EXERCISE
Reproduce the market commentary word for word, starting with "Monday, November 28, 2011" and going on through "to bounce again.".

PAGE EXTRACT

------------------------------

Disclaimer

I'm not a financial advisor nor a broker/dealer. I neither provide financial advice, nor make investment recommendations. Nothing you read on this website constitutes a solicitation, recommendation, or promotion of any particular security, transaction, or investment.
I may at times discuss trades or trade setups, but this is meant to be purely a discussion point for entertainment and educational purposes only.

Wednesday, November 30, 2011

November 30th Update

S&P 500

Today's impressive rally has confirmed my alternate count in my prior post.  I think a year end rally leading into the new year is pretty much in the bag at this point.
















My daily wave count in my previous post had some problems.  I was expecting another push lower before turning up.  I think I've determined where my count was wrong.

I had a 1-2, 1-2 count in my prior post, which was obviously just a triangle in an A-B-C move lower to complete (X) on the weekly chart above.

Summary:  The market is going to stay bullish for the next 4-6 weeks, but should not exceed the May 2011 highs.  The larger degree trend is still down I'm afraid.

Silver

Silver could be ready to plummet.  On the daily chart below we appear ready to begin minute wave ((v)) of minor wave 3.  Given all the stored up sideways action going back to September, this should be like a stretched rubber band being released.



Monday, November 28, 2011

November 28th Update

S&P500

Today finished with a strong rally off of a down week last week.  We started the day up over 40 points, and ended up around 2.9% at the close.


We're closing in on year-end and it's been a while since I've really looked at bigger picture, so lets look at Weekly and Daily charts of the SPY.


Starting from the May highs of 137.18 on the SPY we see a clear five wave decline which I have highlighted in red.  This is a weekly chart, so in Elliott terms that means the larger degree trend is now down.  At the low, I've pointed out that the market was down 21.6% at that point.  We then saw a very sharp rebound extending into October 24th.  Following that sharp rally, we sold off again, but failed to make new lows last week, and we're beginning to bounce again.
To summarize, we know we have five waves down on the weekly chart, but the waves that follow are not very clear.  Let's look at the daily chart, and come back to the weekly and look at possible counts.


We are now just looking at the rally off the October 3rd low of 107.43.  The sharp rally we discussed above appears to break down into three waves, of which the third wave is a diagonal triangle (not really shown, but if you zoom in you can see it).  That makes this an A-B-C zigzag retracement.  Strictly speaking, this could be all that is needed before the next leg down resumes.  Corrections can be complex, as well, however, and this could also easily turn into a combination.
Following the October 24th high, we have a wave down which could be either a first wave of an impulse or an A-Wave, followed by three waves (blue lines) which appears to be an impulse wave in-progress.

------------------------------

(Data records)
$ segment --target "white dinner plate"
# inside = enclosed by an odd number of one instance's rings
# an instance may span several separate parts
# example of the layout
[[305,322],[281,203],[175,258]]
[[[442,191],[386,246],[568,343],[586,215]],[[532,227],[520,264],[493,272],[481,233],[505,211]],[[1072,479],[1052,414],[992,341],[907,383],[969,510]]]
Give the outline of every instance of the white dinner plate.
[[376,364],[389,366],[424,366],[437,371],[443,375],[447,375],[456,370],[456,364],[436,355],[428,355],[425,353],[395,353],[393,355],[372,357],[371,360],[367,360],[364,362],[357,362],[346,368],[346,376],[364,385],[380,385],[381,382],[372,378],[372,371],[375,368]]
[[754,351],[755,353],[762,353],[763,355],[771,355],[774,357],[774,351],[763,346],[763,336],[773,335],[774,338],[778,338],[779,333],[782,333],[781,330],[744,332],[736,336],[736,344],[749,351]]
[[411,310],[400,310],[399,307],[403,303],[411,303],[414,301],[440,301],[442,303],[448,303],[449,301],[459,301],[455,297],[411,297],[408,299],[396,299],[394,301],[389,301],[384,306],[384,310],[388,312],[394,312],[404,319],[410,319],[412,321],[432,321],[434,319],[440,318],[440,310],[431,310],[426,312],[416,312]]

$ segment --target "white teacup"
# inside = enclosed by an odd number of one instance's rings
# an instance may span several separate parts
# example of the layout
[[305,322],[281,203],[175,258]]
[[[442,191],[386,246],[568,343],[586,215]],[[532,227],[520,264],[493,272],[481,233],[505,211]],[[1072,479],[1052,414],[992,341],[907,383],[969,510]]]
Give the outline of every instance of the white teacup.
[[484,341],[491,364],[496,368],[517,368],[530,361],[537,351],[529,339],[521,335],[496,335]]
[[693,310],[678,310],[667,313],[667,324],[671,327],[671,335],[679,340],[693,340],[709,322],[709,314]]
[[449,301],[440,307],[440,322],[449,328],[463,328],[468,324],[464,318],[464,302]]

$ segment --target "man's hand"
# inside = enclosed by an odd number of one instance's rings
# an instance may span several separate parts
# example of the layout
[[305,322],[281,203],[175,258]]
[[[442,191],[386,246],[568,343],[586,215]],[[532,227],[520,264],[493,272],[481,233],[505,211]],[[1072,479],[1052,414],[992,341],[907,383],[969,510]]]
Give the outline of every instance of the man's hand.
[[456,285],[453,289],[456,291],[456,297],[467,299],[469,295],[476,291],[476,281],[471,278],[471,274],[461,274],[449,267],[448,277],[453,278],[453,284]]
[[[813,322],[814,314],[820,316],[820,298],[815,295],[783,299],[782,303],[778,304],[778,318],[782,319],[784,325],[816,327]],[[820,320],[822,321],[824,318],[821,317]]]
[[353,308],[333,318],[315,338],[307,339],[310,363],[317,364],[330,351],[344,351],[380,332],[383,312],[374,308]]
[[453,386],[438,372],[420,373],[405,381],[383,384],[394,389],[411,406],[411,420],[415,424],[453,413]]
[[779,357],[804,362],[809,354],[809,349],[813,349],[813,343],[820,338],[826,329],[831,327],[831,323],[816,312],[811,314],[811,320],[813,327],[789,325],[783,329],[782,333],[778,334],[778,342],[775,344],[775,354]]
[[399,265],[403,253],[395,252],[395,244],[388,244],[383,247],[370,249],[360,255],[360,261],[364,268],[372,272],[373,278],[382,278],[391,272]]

------------------------------

OUTPUT OF THE EXERCISE
Monday, November 28, 2011

November 28th Update

S&P500

Today finished with a strong rally off of a down week last week.  We started the day up over 40 points, and ended up around 2.9% at the close.


We're closing in on year-end and it's been a while since I've really looked at bigger picture, so lets look at Weekly and Daily charts of the SPY.


Starting from the May highs of 137.18 on the SPY we see a clear five wave decline which I have highlighted in red.  This is a weekly chart, so in Elliott terms that means the larger degree trend is now down.  At the low, I've pointed out that the market was down 21.6% at that point.  We then saw a very sharp rebound extending into October 24th.  Following that sharp rally, we sold off again, but failed to make new lows last week, and we're beginning to bounce again.